### Your instructions:
Treat the line containing "Q: Tag one point on each instance of the building" as the first line and the final line of the material below as the last; reproduce that range exactly.

(Location labeling records)
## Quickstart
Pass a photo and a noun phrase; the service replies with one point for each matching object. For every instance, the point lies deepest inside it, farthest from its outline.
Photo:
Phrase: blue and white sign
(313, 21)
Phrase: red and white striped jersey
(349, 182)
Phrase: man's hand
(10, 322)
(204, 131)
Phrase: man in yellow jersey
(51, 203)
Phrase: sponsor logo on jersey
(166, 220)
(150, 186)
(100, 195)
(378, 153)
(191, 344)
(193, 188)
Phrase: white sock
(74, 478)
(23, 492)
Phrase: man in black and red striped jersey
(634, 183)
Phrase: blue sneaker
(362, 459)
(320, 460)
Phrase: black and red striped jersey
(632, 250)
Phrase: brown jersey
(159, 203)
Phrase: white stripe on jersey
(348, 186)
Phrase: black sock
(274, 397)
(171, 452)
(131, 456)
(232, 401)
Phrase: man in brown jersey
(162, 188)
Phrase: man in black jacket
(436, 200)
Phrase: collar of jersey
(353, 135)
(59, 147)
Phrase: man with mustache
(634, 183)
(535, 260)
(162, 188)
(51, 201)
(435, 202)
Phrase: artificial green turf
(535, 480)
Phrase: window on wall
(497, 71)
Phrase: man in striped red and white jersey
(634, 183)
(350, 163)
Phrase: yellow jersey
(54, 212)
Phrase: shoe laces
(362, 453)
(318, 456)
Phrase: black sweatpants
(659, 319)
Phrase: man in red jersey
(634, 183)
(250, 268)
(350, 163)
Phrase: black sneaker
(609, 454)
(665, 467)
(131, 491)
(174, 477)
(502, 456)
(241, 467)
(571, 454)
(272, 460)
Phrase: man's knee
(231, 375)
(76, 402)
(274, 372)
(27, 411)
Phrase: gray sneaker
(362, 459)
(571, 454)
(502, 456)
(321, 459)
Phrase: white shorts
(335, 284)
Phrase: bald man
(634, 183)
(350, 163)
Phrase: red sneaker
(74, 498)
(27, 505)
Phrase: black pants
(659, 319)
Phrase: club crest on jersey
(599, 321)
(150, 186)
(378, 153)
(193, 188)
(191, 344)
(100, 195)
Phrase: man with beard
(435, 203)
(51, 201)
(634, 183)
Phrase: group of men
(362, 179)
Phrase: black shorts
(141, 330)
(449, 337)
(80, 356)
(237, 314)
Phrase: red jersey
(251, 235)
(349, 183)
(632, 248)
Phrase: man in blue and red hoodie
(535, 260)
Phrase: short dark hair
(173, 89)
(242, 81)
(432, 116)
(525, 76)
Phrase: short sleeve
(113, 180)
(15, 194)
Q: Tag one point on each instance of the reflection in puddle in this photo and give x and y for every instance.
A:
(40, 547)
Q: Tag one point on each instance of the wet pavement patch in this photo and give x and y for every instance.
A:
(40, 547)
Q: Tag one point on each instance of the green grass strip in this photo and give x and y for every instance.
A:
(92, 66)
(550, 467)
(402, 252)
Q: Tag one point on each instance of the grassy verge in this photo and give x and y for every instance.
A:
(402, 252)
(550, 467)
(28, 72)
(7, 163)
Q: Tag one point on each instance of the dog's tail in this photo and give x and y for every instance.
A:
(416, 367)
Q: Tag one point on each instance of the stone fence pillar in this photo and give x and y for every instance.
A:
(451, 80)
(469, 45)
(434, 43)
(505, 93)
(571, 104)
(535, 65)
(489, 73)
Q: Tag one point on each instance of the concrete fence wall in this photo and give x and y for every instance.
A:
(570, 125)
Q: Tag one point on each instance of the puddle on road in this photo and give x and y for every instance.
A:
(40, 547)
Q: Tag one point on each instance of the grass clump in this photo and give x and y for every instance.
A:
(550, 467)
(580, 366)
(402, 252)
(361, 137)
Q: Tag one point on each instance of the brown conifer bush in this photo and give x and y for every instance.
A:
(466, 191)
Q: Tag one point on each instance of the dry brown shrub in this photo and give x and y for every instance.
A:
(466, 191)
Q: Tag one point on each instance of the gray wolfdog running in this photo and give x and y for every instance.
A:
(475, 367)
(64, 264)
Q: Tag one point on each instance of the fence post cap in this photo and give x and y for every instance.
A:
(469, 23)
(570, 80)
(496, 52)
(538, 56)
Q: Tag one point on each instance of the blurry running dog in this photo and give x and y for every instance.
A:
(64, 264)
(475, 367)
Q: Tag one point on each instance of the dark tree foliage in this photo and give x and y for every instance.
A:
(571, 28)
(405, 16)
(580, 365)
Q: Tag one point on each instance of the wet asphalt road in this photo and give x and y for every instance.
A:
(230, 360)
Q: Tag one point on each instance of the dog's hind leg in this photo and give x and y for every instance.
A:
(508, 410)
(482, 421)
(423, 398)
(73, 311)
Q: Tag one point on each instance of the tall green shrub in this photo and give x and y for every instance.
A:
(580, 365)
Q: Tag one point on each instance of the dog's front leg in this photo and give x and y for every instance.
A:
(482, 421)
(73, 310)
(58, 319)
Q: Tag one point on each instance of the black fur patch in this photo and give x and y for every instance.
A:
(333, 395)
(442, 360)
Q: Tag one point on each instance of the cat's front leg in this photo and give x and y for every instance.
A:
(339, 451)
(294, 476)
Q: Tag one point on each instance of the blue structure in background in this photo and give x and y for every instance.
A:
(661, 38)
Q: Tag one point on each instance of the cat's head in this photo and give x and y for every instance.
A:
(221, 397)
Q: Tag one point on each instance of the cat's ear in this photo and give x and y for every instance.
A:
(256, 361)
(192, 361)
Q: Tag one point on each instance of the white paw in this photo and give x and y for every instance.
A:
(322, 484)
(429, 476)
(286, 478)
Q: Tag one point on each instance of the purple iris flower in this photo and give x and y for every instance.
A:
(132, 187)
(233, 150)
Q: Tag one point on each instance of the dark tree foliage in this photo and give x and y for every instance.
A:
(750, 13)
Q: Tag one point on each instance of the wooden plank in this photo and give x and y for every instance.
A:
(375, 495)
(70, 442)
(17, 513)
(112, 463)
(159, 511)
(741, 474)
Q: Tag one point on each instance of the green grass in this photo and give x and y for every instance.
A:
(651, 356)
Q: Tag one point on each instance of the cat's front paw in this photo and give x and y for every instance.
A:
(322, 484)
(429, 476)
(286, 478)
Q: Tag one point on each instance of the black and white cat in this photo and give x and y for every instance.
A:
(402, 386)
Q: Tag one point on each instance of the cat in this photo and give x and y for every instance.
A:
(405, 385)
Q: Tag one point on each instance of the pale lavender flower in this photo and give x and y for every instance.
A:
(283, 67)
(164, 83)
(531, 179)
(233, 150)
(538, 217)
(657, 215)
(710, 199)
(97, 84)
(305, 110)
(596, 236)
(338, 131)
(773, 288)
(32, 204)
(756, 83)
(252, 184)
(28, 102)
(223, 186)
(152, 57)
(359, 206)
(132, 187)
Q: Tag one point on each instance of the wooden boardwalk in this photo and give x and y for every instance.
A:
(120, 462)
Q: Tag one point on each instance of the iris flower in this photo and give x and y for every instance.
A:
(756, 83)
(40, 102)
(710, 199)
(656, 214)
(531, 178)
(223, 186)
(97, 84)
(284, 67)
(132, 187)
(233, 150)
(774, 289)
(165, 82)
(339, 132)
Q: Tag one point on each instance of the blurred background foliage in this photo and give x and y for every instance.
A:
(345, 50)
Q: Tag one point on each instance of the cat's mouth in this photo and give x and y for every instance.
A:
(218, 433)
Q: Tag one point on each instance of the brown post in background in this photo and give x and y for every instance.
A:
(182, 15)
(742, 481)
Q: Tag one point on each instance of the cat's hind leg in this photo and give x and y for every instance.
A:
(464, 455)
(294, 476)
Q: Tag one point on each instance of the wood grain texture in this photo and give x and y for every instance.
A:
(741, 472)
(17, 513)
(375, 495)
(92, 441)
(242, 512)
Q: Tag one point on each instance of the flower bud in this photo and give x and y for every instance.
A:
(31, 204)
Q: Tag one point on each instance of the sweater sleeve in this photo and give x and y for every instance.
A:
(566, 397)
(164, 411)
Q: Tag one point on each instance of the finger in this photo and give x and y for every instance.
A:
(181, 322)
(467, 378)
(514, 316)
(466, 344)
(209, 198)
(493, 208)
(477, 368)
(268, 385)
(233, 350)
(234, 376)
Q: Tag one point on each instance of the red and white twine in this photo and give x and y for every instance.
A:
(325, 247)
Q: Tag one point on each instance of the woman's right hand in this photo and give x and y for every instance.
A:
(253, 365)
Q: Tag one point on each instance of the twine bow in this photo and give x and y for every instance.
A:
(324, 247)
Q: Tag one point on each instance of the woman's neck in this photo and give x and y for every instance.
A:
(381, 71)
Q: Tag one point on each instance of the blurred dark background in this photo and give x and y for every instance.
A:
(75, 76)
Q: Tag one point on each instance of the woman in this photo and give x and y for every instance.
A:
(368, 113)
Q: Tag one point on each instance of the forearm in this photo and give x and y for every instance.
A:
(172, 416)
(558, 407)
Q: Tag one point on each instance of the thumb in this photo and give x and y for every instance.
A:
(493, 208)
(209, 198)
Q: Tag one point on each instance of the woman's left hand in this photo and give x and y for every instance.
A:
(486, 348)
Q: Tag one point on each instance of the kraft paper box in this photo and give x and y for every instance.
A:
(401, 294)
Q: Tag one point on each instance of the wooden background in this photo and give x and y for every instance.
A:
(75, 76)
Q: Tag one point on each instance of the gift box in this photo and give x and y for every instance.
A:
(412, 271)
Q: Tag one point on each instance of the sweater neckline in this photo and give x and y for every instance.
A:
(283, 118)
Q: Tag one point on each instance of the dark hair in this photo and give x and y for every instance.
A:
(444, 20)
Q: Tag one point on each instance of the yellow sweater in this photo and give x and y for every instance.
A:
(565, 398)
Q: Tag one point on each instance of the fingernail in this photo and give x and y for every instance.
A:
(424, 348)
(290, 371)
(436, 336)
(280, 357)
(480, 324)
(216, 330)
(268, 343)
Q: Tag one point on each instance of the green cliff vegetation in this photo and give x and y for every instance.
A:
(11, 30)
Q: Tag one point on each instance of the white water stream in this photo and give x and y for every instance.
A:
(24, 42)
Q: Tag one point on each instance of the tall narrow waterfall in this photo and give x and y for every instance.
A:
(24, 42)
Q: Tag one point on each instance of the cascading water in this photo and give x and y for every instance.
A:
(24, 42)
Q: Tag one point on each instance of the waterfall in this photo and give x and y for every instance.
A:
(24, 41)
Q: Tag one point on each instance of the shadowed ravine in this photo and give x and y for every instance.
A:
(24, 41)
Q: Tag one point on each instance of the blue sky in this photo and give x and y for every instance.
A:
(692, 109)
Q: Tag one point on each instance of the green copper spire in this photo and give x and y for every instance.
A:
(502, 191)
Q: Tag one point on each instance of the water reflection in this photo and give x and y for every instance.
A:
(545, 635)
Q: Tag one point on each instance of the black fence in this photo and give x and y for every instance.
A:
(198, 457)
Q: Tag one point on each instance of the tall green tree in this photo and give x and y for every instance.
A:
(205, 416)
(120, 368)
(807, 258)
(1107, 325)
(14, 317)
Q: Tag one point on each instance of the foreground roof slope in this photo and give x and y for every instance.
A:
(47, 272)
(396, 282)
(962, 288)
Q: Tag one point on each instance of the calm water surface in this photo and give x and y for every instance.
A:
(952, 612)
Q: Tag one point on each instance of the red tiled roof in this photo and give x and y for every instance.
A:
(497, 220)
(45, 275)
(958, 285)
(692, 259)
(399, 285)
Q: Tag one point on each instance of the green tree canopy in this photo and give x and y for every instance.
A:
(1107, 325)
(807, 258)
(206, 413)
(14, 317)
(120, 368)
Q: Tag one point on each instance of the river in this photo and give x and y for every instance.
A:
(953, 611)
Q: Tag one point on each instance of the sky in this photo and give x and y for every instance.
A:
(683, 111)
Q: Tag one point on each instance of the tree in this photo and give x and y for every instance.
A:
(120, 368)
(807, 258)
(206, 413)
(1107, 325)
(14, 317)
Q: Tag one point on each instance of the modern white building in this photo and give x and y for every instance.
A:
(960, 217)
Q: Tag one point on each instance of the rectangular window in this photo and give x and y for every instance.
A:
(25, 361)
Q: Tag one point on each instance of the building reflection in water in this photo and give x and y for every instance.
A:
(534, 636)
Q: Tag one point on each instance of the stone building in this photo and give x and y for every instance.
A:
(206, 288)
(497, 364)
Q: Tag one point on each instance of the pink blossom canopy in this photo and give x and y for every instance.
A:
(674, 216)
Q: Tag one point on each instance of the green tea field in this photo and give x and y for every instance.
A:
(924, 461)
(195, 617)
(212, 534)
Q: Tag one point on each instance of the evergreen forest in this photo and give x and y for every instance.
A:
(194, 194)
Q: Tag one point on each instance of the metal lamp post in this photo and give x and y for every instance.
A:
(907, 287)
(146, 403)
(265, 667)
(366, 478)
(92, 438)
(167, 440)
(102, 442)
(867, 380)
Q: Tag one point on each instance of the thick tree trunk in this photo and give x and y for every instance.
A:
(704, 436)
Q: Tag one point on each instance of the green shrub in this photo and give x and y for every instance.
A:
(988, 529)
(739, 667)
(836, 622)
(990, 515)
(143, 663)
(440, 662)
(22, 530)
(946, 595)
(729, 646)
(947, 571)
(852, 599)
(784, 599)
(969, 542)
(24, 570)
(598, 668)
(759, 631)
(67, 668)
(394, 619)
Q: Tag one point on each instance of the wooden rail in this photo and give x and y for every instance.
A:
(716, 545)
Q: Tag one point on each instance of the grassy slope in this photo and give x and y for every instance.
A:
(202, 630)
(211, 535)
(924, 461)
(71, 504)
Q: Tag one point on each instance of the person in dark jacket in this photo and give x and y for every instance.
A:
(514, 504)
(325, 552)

### Full solution:
Q: Tag one point on each instance of the building reflection in water in this photo and give x and y for every instance.
A:
(534, 636)
Q: Tag one point on each instance of the stone building in this photo and give x and y for every instance.
A:
(206, 288)
(497, 364)
Q: Tag one point on each instance of the pink blossom canopy in this photo and give x and y for every instance.
A:
(674, 216)
Q: Tag one point on each instance of the green tea field in this photo and give x and y for every instance.
A:
(924, 461)
(195, 617)
(212, 534)
Q: Tag one point on each instance of the evergreen forest in this photo and give x and y for every instance.
A:
(194, 194)
Q: Tag one point on each instance of the metal lamp post in this photo and give x and y for every instance.
A:
(907, 287)
(146, 403)
(265, 667)
(366, 478)
(92, 438)
(167, 440)
(102, 442)
(867, 380)
Q: Tag one point on each instance of the thick tree trunk in this photo and give x and y for every instance.
A:
(704, 436)
Q: Tag one point on each instance of the green shrub in this photo and give x and y for every instance.
A:
(988, 529)
(739, 667)
(836, 622)
(990, 515)
(143, 663)
(440, 662)
(22, 530)
(946, 595)
(729, 646)
(947, 571)
(852, 599)
(784, 599)
(969, 542)
(24, 570)
(598, 668)
(759, 631)
(67, 668)
(394, 619)
Q: Tag one point on each instance of the wooden rail in this photo and give x and y for every instance.
A:
(716, 545)
Q: Tag one point on each instance of the grassy slope in this photo and give x and y for every instance.
A:
(202, 630)
(211, 535)
(924, 461)
(71, 504)
Q: Tag one point on each instance of the person in dark jacket in this photo and give x and y for every instance.
A:
(514, 504)
(325, 552)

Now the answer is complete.